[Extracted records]
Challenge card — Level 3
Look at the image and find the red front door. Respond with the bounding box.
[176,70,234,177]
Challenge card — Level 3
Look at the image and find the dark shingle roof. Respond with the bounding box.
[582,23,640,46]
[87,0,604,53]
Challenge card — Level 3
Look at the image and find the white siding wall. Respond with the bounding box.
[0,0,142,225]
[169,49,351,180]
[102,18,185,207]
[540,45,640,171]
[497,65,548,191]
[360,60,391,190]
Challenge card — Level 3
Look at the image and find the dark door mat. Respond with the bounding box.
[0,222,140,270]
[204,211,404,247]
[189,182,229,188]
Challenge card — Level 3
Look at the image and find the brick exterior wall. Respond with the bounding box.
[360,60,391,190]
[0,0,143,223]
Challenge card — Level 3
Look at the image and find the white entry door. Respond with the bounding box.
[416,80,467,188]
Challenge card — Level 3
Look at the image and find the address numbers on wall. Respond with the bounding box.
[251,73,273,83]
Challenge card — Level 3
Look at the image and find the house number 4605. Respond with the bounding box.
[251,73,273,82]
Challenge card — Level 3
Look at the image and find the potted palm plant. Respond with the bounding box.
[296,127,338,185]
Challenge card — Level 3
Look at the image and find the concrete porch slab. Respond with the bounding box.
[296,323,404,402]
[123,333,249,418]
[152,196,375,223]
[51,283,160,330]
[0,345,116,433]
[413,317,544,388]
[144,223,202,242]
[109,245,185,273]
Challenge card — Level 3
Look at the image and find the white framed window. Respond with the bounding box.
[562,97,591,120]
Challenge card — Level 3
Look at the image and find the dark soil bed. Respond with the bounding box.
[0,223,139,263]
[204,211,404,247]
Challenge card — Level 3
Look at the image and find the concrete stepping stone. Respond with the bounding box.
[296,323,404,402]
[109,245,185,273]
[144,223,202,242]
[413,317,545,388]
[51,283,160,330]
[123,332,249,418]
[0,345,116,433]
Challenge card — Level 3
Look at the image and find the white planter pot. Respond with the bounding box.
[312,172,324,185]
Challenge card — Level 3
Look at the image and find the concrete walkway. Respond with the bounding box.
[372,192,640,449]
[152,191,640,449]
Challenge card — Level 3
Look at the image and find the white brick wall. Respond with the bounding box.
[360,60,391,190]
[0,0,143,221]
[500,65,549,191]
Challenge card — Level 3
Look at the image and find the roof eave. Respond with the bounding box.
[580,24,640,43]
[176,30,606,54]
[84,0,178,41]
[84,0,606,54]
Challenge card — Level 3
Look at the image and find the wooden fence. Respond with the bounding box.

§ Aim of the task
Find every line in the records above that contains the word "wall", treating uppercase and lowercase as different, and copy each of those lines.

§ Answer for this exercise
Look at the image and find the white siding wall. Respond with the bounding box.
Look at the image and find the brick exterior wall. Respond with the bounding box.
Look at the image and find the address numbers on wall. Respond with the bounding box.
Look at the image and find the white brick wall. Respond with the bounding box.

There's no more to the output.